- **Directions**: All of the data should be output character for character, except the pictures.
--- Data for processing ---
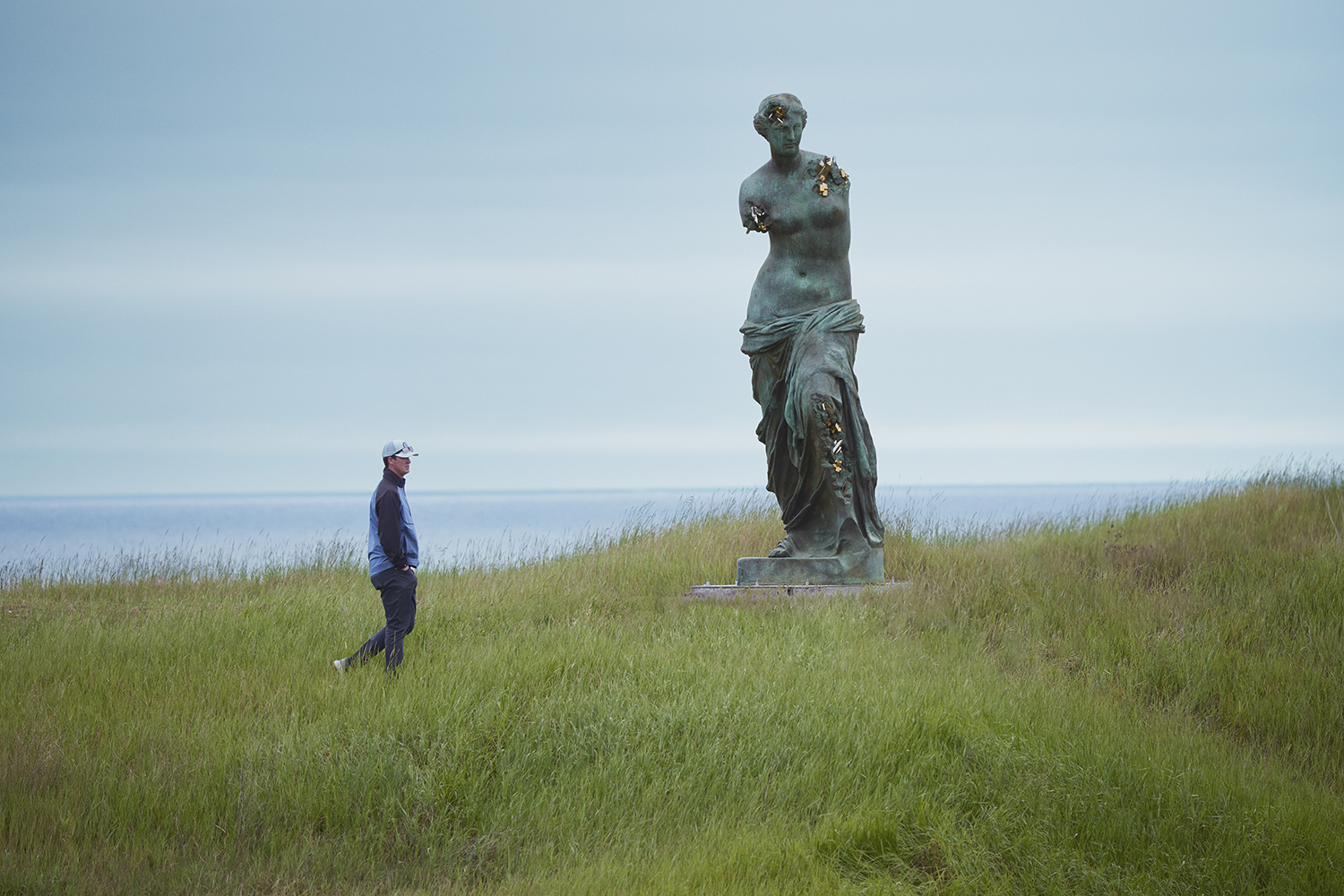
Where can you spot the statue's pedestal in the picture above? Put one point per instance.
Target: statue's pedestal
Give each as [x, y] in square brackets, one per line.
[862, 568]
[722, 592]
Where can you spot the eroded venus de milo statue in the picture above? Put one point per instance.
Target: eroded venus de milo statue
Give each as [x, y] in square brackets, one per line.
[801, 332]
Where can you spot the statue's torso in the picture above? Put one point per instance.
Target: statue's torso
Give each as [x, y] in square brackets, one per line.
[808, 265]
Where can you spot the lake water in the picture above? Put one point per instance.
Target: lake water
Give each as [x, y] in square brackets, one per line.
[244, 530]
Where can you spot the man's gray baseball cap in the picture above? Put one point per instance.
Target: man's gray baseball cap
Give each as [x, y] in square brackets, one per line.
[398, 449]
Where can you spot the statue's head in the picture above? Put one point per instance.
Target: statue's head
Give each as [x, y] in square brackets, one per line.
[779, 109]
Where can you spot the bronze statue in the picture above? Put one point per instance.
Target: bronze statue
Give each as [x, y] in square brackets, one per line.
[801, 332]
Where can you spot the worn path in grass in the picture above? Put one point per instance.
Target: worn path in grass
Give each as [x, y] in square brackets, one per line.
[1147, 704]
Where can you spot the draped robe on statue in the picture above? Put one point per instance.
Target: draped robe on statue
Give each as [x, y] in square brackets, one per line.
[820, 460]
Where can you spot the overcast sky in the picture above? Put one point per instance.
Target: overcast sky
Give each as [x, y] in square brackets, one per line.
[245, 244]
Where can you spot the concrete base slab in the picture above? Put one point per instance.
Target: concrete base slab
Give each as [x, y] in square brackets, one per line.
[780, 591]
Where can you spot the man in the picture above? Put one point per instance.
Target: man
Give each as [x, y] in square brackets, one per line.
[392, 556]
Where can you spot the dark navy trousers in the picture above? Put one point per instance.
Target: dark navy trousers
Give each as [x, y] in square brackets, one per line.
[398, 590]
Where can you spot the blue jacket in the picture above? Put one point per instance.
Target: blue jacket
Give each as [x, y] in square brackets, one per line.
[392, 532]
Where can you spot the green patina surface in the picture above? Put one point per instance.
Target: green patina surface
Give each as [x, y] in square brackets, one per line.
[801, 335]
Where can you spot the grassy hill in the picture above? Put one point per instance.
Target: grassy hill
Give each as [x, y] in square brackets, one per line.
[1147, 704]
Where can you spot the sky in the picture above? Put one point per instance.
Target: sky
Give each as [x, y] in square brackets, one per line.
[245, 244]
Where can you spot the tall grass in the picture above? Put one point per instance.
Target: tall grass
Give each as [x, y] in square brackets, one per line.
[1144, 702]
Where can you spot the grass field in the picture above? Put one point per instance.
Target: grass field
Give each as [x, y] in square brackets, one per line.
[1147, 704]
---
- **Final answer**:
Where can you spot the statue's pedestal in the picture above? Put one point per instance.
Target: statue's pedestal
Give each as [x, y] in square brackets, one per line.
[862, 568]
[722, 592]
Where can you spot the eroded venus de milo statue in the picture above? Put one point per instance.
Target: eroded venus de milo statue
Give each as [x, y] in square brackets, one per line.
[801, 332]
Where can you spot the statue's torso in the picture above? Put one point per instance.
Target: statue's torso
Give each as [x, y] in square brackets, one per line.
[808, 265]
Where can you spot the lake water in the picture above? Put one point per instance.
Target: lake water
Give each as [x, y] in square brackets, one per line.
[244, 530]
Where can you spot the man's gray baseball cap in the picture above? Put one point per instance.
Target: man's gray baseball cap
Give each as [x, y] in square brackets, one per line.
[398, 449]
Where can you spot the statue's head in the picture above? Put one point per instance.
Target: statue's head
Give each as [x, y] in square brackets, one per line.
[779, 109]
Where can you spot the bronze statue in the picture above? Put one point per instance.
Target: bronze statue
Give each as [x, y] in square brackets, one per line.
[801, 332]
Where can you spot the worn path in grass in the picture above? Put one point per instance.
Target: worn path in grass
Give each as [x, y] in square brackets, one per line.
[1147, 704]
Where can you spot the draped robe on statue in the picture above? Put one point per instance.
Target: draped robe on statue
Give each as [x, y] in square brackets, one per line.
[820, 460]
Where can you spot the overcast sky in the picture above? Put one point per instance.
Target: overcast sky
Give each as [x, y] in square brackets, one per line.
[245, 244]
Where can you spot the concrete base slab in the picture above? Put one point per instance.
Target: concrete base slab
Give each as [x, y] in square brackets, one per line.
[780, 591]
Where can you spot the man in the picture above? Put one point per instance.
Target: man
Give each as [x, y] in square brackets, one per line.
[392, 556]
Where can you spot the dark navy trousers in the picture above? Put one point per instance.
Target: dark navy trousers
Give each as [x, y] in square brackets, one per line.
[398, 590]
Where can you spot the blue jacket in the picture above? Put one point per instance.
Target: blue jacket
Give each as [x, y] in square brackets, one per line.
[392, 532]
Where can you spot the green patina surface in the picture above? Put one point per instance.
Target: green patina surface
Give each as [x, y] in square brackets, one per line.
[801, 335]
Where can you spot the grassy hill in the picture above? Put one point per instance.
Target: grassy hill
Give each as [x, y] in square brackets, one per line.
[1147, 704]
Where can you spot the sky in the picture above? Put one point per instance.
Target: sky
Give each as [x, y] in square brackets, one per line.
[245, 244]
Where can you spot the tall grass in the picture above? Put one point per instance.
Target: tall grass
Give each as [x, y] in square brackets, one per line.
[1144, 702]
Where can you spot the grass field in the picture above? Put one point per instance.
Target: grass field
Give each as [x, y] in square brackets, one per line.
[1147, 704]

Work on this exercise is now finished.